[WHAT IS REQUIRED]: Would you arrange every one of the records below as a numbered list, leaving out any blank lines?

———

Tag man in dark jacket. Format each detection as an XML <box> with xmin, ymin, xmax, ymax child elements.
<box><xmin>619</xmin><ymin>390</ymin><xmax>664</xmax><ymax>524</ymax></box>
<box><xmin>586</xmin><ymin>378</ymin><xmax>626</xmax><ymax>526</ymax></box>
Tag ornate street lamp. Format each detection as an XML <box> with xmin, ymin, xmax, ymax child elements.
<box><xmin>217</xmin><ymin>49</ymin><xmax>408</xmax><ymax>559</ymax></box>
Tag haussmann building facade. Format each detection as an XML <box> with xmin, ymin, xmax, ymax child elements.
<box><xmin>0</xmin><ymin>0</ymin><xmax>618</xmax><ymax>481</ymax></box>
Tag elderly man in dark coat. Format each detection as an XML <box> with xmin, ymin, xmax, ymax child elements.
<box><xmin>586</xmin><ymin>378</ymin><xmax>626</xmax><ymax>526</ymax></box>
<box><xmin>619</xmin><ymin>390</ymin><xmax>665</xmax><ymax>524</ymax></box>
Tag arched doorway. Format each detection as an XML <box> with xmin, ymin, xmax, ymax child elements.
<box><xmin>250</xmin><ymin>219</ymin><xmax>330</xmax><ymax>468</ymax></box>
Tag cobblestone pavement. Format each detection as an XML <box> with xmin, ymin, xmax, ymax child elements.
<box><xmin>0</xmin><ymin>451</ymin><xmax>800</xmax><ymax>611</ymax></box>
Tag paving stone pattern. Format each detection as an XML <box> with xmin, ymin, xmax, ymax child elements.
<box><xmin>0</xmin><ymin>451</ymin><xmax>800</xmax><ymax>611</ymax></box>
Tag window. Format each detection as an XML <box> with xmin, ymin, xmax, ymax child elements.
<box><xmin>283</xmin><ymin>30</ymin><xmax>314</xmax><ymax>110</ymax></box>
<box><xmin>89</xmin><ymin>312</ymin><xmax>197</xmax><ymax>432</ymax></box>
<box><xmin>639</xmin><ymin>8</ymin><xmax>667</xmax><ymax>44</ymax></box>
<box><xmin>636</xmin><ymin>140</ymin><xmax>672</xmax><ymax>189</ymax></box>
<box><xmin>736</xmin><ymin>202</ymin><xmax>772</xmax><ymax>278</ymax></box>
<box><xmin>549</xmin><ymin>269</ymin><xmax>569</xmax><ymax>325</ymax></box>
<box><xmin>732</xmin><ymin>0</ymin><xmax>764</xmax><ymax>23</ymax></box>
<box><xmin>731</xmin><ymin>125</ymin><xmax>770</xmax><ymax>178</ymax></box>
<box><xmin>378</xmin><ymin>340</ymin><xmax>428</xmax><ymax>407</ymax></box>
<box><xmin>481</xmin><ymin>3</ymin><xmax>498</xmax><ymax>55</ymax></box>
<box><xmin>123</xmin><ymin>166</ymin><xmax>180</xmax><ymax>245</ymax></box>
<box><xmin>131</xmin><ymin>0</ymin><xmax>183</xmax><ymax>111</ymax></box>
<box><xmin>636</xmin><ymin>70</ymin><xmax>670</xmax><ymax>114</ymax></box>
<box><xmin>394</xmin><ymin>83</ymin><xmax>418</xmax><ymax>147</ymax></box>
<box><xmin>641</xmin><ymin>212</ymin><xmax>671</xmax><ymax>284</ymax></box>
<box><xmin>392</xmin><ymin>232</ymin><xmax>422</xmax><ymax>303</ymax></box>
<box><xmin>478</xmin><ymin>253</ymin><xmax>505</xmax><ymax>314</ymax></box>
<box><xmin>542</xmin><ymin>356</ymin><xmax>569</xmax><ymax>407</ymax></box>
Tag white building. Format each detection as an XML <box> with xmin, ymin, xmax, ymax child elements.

———

[FULL RESPONSE]:
1. Tag man in dark jacket. Format each detection as an XML <box> with xmin, ymin, xmax, ymax child elements.
2. <box><xmin>619</xmin><ymin>390</ymin><xmax>664</xmax><ymax>524</ymax></box>
3. <box><xmin>586</xmin><ymin>378</ymin><xmax>626</xmax><ymax>526</ymax></box>
4. Tag ornate street lamp. Format each detection as an XML <box> with xmin, ymin, xmax, ymax child elements.
5. <box><xmin>217</xmin><ymin>49</ymin><xmax>408</xmax><ymax>559</ymax></box>
6. Tag haussmann building facade. Format each detection as an XML <box> with xmin, ymin, xmax, ymax child elements.
7. <box><xmin>0</xmin><ymin>0</ymin><xmax>618</xmax><ymax>481</ymax></box>
8. Tag elderly man in dark coat. Format each detection as an XML <box> with xmin, ymin, xmax, ymax child elements.
9. <box><xmin>586</xmin><ymin>378</ymin><xmax>626</xmax><ymax>526</ymax></box>
10. <box><xmin>619</xmin><ymin>390</ymin><xmax>665</xmax><ymax>524</ymax></box>
11. Tag arched doorway. Format each detection as an XML <box> with xmin, ymin, xmax, ymax child elements.
12. <box><xmin>250</xmin><ymin>219</ymin><xmax>330</xmax><ymax>468</ymax></box>
13. Tag cobblestone pavement. Format each detection as an XML <box> with xmin, ymin, xmax, ymax child elements.
14. <box><xmin>0</xmin><ymin>451</ymin><xmax>800</xmax><ymax>611</ymax></box>
15. Tag paving stone pattern. Format each detection as an XML <box> with xmin, ymin, xmax, ymax child elements.
16. <box><xmin>0</xmin><ymin>451</ymin><xmax>800</xmax><ymax>611</ymax></box>
17. Tag window. Format each detection as an XML <box> with xmin, ymin, xmax, ymax child elements.
18. <box><xmin>283</xmin><ymin>30</ymin><xmax>314</xmax><ymax>110</ymax></box>
19. <box><xmin>89</xmin><ymin>312</ymin><xmax>197</xmax><ymax>432</ymax></box>
20. <box><xmin>639</xmin><ymin>8</ymin><xmax>667</xmax><ymax>44</ymax></box>
21. <box><xmin>636</xmin><ymin>140</ymin><xmax>672</xmax><ymax>189</ymax></box>
22. <box><xmin>736</xmin><ymin>202</ymin><xmax>772</xmax><ymax>278</ymax></box>
23. <box><xmin>549</xmin><ymin>269</ymin><xmax>569</xmax><ymax>325</ymax></box>
24. <box><xmin>732</xmin><ymin>0</ymin><xmax>764</xmax><ymax>23</ymax></box>
25. <box><xmin>731</xmin><ymin>125</ymin><xmax>770</xmax><ymax>178</ymax></box>
26. <box><xmin>378</xmin><ymin>340</ymin><xmax>428</xmax><ymax>407</ymax></box>
27. <box><xmin>481</xmin><ymin>3</ymin><xmax>498</xmax><ymax>55</ymax></box>
28. <box><xmin>123</xmin><ymin>166</ymin><xmax>180</xmax><ymax>245</ymax></box>
29. <box><xmin>131</xmin><ymin>0</ymin><xmax>183</xmax><ymax>111</ymax></box>
30. <box><xmin>636</xmin><ymin>70</ymin><xmax>670</xmax><ymax>114</ymax></box>
31. <box><xmin>394</xmin><ymin>83</ymin><xmax>418</xmax><ymax>147</ymax></box>
32. <box><xmin>641</xmin><ymin>212</ymin><xmax>671</xmax><ymax>284</ymax></box>
33. <box><xmin>392</xmin><ymin>232</ymin><xmax>422</xmax><ymax>303</ymax></box>
34. <box><xmin>478</xmin><ymin>253</ymin><xmax>505</xmax><ymax>314</ymax></box>
35. <box><xmin>542</xmin><ymin>356</ymin><xmax>569</xmax><ymax>407</ymax></box>
36. Tag white building. Format each detection as an XML <box> with xmin, ymin, xmax, ymax child elements.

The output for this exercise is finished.